* [PROBLEM TO SOLVE] Can you reproduce the stretch of rows from the start through the line containing "[59, 83, 96, 126]", requests included, with every bounding-box coordinate in the answers scaled by 1.9 and rounded to a whole number, halves rounding up? Keep the numbers in the requests and their sample output unchanged.

* [DATA]
┌──
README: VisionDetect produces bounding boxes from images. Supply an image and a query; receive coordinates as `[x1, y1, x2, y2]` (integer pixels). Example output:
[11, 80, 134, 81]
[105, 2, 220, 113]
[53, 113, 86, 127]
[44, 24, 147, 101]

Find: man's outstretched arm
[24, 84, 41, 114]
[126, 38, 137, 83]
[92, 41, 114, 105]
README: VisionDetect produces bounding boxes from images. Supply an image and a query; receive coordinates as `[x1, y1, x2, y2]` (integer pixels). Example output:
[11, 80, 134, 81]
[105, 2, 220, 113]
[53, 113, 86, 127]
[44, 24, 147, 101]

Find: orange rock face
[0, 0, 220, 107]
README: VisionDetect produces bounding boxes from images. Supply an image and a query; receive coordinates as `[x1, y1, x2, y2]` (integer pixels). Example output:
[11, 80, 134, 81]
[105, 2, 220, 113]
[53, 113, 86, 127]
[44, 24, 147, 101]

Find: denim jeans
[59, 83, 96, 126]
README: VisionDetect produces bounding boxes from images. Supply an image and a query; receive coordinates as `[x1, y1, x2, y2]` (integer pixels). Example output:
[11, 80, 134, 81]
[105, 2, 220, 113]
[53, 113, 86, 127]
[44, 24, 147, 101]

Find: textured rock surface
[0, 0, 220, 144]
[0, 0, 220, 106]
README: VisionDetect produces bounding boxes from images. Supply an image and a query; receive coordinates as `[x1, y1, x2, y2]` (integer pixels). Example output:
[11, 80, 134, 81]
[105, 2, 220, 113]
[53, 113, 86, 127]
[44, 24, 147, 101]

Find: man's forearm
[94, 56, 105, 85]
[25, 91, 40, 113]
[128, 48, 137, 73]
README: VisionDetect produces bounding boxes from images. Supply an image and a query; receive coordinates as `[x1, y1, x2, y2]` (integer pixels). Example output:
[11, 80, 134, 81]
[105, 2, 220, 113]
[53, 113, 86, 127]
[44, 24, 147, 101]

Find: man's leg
└──
* [ANSWER TO THE EXERCISE]
README: VisionDetect produces bounding boxes from images. Supply an image and a query; receive coordinates as `[x1, y1, x2, y2]` (integer pixels). Example output:
[11, 80, 134, 81]
[105, 2, 220, 113]
[53, 113, 86, 127]
[44, 24, 147, 101]

Find: man's outstretched arm
[46, 160, 78, 217]
[239, 72, 260, 158]
[175, 78, 217, 200]
README: VisionDetect produces bounding boxes from images. Supply an image and a query; receive coordinates as `[x1, y1, x2, y2]` (integer pixels). Example output:
[11, 80, 134, 81]
[105, 2, 220, 113]
[53, 113, 86, 127]
[44, 24, 147, 101]

Find: orange rock face
[0, 0, 418, 203]
README: VisionDetect produces bounding boxes from images. Supply an image and a query; receive coordinates as `[x1, y1, x2, y2]` (integer pixels). Example output:
[11, 80, 134, 81]
[105, 2, 220, 113]
[53, 113, 86, 127]
[44, 24, 147, 101]

Find: denim jeans
[112, 158, 182, 239]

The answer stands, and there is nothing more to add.